#### Activity:
Exact copy, no pictures: output each line below as it stands.

----

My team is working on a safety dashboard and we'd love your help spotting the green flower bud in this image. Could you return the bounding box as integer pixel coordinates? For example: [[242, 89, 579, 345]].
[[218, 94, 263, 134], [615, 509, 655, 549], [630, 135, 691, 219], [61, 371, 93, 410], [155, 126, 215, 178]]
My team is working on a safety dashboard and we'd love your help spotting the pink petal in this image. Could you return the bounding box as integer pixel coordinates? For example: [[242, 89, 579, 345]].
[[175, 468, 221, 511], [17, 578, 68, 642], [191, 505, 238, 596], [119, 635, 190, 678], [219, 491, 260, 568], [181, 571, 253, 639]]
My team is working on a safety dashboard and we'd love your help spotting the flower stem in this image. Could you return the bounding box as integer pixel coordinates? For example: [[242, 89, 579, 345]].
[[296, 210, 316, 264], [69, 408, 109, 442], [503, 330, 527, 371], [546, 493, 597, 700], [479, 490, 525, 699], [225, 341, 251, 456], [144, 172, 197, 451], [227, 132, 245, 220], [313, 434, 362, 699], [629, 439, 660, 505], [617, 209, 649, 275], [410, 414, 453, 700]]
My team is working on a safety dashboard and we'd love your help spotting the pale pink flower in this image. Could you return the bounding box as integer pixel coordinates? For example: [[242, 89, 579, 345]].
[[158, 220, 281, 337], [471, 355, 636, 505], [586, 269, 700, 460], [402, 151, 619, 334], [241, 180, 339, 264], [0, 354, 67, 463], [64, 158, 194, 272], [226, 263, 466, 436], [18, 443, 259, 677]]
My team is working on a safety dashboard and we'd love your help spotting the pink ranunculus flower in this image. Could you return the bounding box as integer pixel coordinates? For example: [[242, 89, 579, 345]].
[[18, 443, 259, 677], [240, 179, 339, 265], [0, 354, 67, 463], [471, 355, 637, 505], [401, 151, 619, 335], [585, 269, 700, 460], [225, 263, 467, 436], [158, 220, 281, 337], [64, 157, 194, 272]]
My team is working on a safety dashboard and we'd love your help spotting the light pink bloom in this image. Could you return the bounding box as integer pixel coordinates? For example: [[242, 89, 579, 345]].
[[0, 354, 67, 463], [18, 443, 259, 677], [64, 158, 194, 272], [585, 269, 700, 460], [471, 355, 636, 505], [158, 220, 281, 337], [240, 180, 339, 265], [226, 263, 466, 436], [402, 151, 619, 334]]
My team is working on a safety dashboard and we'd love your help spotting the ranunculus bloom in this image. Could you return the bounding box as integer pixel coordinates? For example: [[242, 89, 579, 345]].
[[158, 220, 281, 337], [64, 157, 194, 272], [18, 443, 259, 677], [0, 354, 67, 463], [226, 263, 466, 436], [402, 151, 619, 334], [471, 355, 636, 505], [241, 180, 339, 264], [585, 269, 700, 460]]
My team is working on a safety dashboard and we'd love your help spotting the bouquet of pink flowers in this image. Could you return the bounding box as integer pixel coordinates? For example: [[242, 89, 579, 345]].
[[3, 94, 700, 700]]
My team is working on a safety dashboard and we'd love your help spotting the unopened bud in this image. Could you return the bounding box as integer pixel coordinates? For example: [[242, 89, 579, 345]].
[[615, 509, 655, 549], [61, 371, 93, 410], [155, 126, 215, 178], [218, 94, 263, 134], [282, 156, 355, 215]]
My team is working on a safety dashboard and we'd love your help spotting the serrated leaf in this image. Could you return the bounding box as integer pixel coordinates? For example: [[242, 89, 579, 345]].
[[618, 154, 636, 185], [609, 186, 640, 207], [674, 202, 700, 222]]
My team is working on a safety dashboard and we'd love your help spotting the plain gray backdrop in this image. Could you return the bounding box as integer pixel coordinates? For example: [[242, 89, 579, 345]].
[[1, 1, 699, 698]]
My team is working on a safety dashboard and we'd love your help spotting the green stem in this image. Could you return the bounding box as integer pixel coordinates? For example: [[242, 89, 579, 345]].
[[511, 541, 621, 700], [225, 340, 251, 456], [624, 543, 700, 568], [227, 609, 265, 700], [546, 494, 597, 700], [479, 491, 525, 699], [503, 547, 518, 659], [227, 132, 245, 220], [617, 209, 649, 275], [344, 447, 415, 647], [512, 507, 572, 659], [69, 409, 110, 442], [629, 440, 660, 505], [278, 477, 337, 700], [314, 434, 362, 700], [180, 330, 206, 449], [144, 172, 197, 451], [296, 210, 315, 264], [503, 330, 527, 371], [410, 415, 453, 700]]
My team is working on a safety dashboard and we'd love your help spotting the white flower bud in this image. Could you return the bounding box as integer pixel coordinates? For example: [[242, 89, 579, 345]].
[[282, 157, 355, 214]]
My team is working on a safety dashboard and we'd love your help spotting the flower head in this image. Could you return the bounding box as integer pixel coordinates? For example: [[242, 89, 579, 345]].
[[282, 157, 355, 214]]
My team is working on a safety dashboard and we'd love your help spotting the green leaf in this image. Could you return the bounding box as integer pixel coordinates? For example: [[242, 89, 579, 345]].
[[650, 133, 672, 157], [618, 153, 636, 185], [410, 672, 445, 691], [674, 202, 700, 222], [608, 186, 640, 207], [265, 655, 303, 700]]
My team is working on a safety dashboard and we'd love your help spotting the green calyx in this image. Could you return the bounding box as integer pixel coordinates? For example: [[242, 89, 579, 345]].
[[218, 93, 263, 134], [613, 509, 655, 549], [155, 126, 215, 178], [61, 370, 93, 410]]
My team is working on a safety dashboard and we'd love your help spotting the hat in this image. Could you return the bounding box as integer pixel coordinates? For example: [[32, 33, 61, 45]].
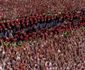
[[20, 36, 23, 39], [3, 36, 6, 39], [0, 26, 2, 29], [0, 21, 3, 24]]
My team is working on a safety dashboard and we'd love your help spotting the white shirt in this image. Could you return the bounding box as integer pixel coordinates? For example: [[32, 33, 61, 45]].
[[17, 56, 20, 60], [2, 51, 5, 55], [0, 66, 3, 70]]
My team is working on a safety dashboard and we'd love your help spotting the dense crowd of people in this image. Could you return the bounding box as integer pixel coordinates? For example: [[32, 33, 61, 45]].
[[0, 7, 85, 42], [0, 27, 85, 70], [0, 7, 85, 70], [0, 0, 85, 20]]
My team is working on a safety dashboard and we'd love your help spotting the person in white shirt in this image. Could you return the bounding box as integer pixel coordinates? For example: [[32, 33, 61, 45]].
[[0, 65, 4, 70]]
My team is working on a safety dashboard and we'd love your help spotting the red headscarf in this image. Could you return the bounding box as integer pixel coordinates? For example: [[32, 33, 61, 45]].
[[10, 20, 13, 24], [0, 21, 3, 24], [20, 36, 23, 39], [82, 22, 85, 26], [80, 16, 83, 21], [14, 38, 17, 41], [70, 10, 74, 14], [15, 34, 18, 37], [0, 26, 2, 29], [3, 36, 6, 39]]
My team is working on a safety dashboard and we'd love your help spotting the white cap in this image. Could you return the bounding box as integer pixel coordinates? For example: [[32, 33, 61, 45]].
[[49, 62, 52, 66], [58, 49, 61, 53]]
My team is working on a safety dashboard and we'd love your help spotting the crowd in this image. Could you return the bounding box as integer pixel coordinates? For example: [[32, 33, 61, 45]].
[[0, 27, 85, 70], [0, 7, 85, 70], [0, 0, 85, 20], [0, 7, 85, 42]]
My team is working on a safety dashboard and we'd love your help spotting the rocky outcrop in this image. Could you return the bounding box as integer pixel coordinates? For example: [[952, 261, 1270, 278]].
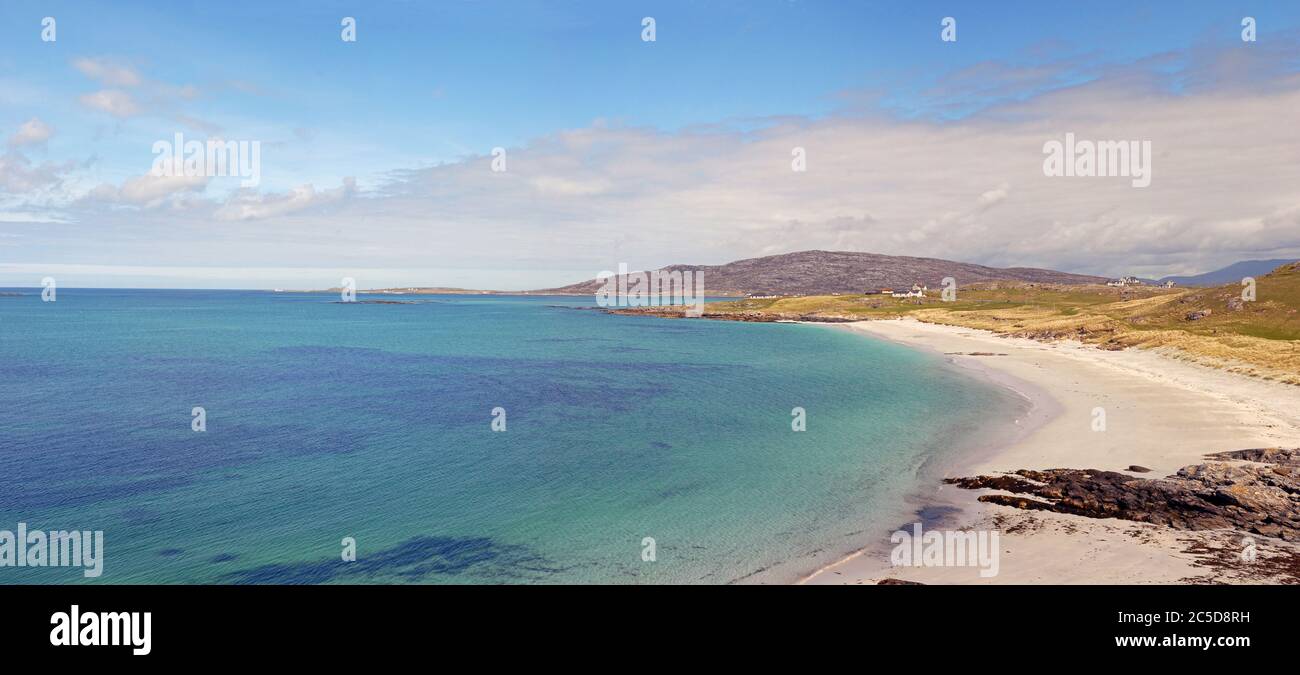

----

#### Problem solution:
My team is working on a safety dashboard and we'd love your help spotting the green flower bud in this image. Could you return the bounding box as integer pixel coordinates? For example: [[242, 89, 579, 345]].
[[218, 94, 263, 134], [615, 509, 655, 549], [630, 135, 691, 219], [61, 371, 93, 410], [155, 126, 215, 178]]
My team is working on a safety dashboard and we'd love your help spotting the pink petal in this image. Could you return the bounding box as integer pixel coordinates? For example: [[242, 89, 579, 345]].
[[175, 468, 221, 511], [17, 578, 68, 642], [191, 505, 238, 596], [119, 635, 190, 678], [219, 491, 260, 568], [181, 571, 253, 639]]
My team is working on a safety dashboard and we'd love your help spotting the flower stem in this image. Could you return the bounding box as integer pixel coordinates? For example: [[242, 89, 579, 345]].
[[296, 210, 316, 264], [69, 408, 109, 442], [503, 330, 527, 371], [546, 493, 597, 700], [479, 490, 525, 699], [225, 341, 251, 456], [144, 172, 197, 451], [227, 132, 245, 220], [313, 434, 362, 699], [629, 439, 660, 505], [617, 209, 649, 275], [410, 414, 453, 700]]
My team is working on a safety dashboard and we'd love your help spotting the pale pink flower in this image. Could you return the bounding box as integer pixel coordinates? For example: [[242, 89, 579, 345]].
[[158, 220, 281, 337], [471, 355, 636, 505], [586, 269, 700, 460], [402, 151, 619, 334], [241, 180, 339, 264], [0, 354, 67, 463], [64, 158, 194, 272], [226, 263, 466, 436], [18, 443, 259, 677]]
My team is working on a safety dashboard and we'd love your help spotting the pink ranunculus flower in this image. Could you return the bounding box as integer pixel coordinates? For example: [[242, 89, 579, 345]].
[[18, 443, 259, 677], [240, 179, 339, 265], [0, 354, 67, 463], [471, 355, 637, 505], [401, 151, 619, 335], [585, 269, 700, 460], [225, 263, 467, 436], [158, 220, 281, 337], [64, 157, 194, 272]]
My team is working on a safety dashboard and we'd love your help spotting the light pink bloom in this image. Could you return the bounding box as integer pixel coordinates? For example: [[242, 89, 579, 345]].
[[0, 354, 67, 463], [18, 443, 259, 677], [64, 158, 194, 272], [585, 269, 700, 460], [471, 355, 636, 505], [158, 220, 281, 337], [240, 180, 339, 265], [226, 263, 466, 436], [402, 151, 619, 334]]
My team is working on a safety dashboard and we'd love your help spotting the ranunculus bloom in this image. Could you return the bounding box as integer pixel coordinates? For example: [[242, 89, 579, 345]].
[[158, 220, 281, 337], [64, 157, 194, 272], [18, 443, 259, 677], [0, 354, 67, 463], [226, 263, 466, 436], [402, 151, 619, 334], [471, 355, 636, 505], [241, 180, 339, 264], [585, 269, 700, 460]]
My team is working on a safety dashboard and we'd love your help spotting the bouquet of pink flowers in this image. Could you return the bounding box as integer pixel coordinates? For example: [[242, 89, 579, 345]].
[[3, 94, 700, 700]]
My team is working on a safety dashboard and we'd love your help spotting the unopened bud in this image. Could you return the bounding box as integer pixel coordinates? For example: [[242, 89, 579, 345]].
[[615, 509, 655, 549], [61, 371, 93, 410], [155, 126, 215, 178], [218, 94, 263, 134], [282, 156, 355, 215]]
My team is working on a safety dashboard and we'd love your help spotting the serrated leaf in this image. Could you return the bounding box as integer pixel coordinates? For example: [[242, 89, 579, 345]].
[[618, 154, 636, 185], [609, 186, 640, 207], [674, 202, 700, 222]]
My team is working on a safety dashboard and we'd love your help spotting the plain gray backdrop in this image. Could you return the bounding box as integer pixel coordinates? For example: [[242, 89, 579, 345]].
[[1, 1, 699, 698]]
My team is working on a safety dashboard and we'd love your help spotting the green stem in this image. Could you return the bounding box as integer pixel coordinates? For example: [[242, 89, 579, 345]].
[[511, 541, 621, 700], [225, 340, 251, 456], [624, 543, 700, 568], [227, 609, 265, 700], [546, 494, 597, 700], [479, 491, 525, 699], [503, 547, 518, 659], [227, 132, 245, 220], [617, 209, 649, 275], [344, 447, 415, 647], [512, 507, 572, 659], [69, 409, 110, 442], [629, 440, 660, 505], [278, 477, 337, 700], [314, 434, 362, 700], [180, 330, 206, 449], [144, 172, 197, 451], [296, 210, 315, 264], [503, 330, 527, 371], [410, 415, 453, 700]]
My team is working on a safety dashboard and we'd love your help spotting the white flower bud in this image. Could you return the bounding box as integer pixel coordinates? For example: [[242, 89, 579, 345]].
[[282, 157, 355, 214]]
My team is working on a safety dashboard and we'd love your help spotting the flower head in this image. Could you return the bounding box as integer pixel coordinates? For example: [[242, 89, 579, 345]].
[[282, 157, 355, 214]]
My team is working on a safety dashboard and we'd love your help spotting the green leaf in this image. Could you return the bounding box as integer pixel coordinates? For example: [[242, 89, 579, 345]].
[[650, 133, 672, 157], [618, 153, 636, 185], [410, 672, 445, 691], [674, 202, 700, 222], [608, 186, 640, 207], [265, 655, 303, 700]]
My team is working on a safety dashboard and we'd love your help spotting the green calyx in this image. Could you return the bounding box as integer pixel coordinates? For example: [[242, 89, 579, 345]].
[[218, 93, 263, 134], [613, 509, 655, 549], [155, 126, 215, 178], [61, 370, 93, 410]]
My team is working on a safety dashboard and we'd love your help spotting the hat in this image. Could you return the bounding box as integer pixel coordinates? For example: [[32, 33, 61, 45]].
[[20, 36, 23, 39], [3, 36, 6, 39], [0, 26, 2, 29], [0, 21, 3, 24]]
My team is working on a safety dashboard and we'd love your help spotting the white shirt in this image. Could you return the bounding box as integer pixel coordinates? For example: [[32, 33, 61, 45]].
[[17, 56, 20, 60], [2, 51, 5, 55], [0, 66, 3, 70]]
My team is working on a safety dashboard and we'd love your help spotting the dense crowd of people in this image. Could you return the bounding box as integer pixel coordinates? For example: [[32, 33, 61, 45]].
[[0, 7, 85, 42], [0, 27, 85, 70], [0, 7, 85, 70], [0, 0, 85, 20]]
My team is working on a safety dashboard and we'd love your help spotting the person in white shirt in this image. Could you return the bounding box as integer pixel coordinates? For example: [[32, 33, 61, 45]].
[[0, 65, 4, 70]]
My team is working on a safety dashboard and we'd love your help spotting the red headscarf in this image. Could you return the bounding box as integer pixel coordinates? For example: [[32, 33, 61, 45]].
[[10, 20, 13, 24], [0, 21, 3, 24], [20, 36, 23, 39], [82, 22, 85, 26], [80, 16, 83, 21], [14, 38, 17, 41], [70, 10, 74, 14], [15, 34, 18, 37], [0, 26, 2, 29], [3, 36, 6, 39]]
My team is working on a safety dashboard and we'd love your help spotting the white cap in this image. Could you return the bounding box as integer pixel coordinates? For example: [[32, 33, 61, 45]].
[[49, 62, 52, 66], [58, 49, 61, 53]]
My team is working on a safety dashboard and we'd love your help spotting the crowd in this image. Could you return the bounding box as integer pixel coordinates? For example: [[32, 33, 61, 45]].
[[0, 27, 85, 70], [0, 7, 85, 70], [0, 0, 85, 20], [0, 7, 85, 42]]
My team is working on a safety dashboard and we'd love your help spotting the rocky outcrop in this image. Could you return the bounding box as integer pixel coordinates? For example: [[952, 261, 1270, 278]].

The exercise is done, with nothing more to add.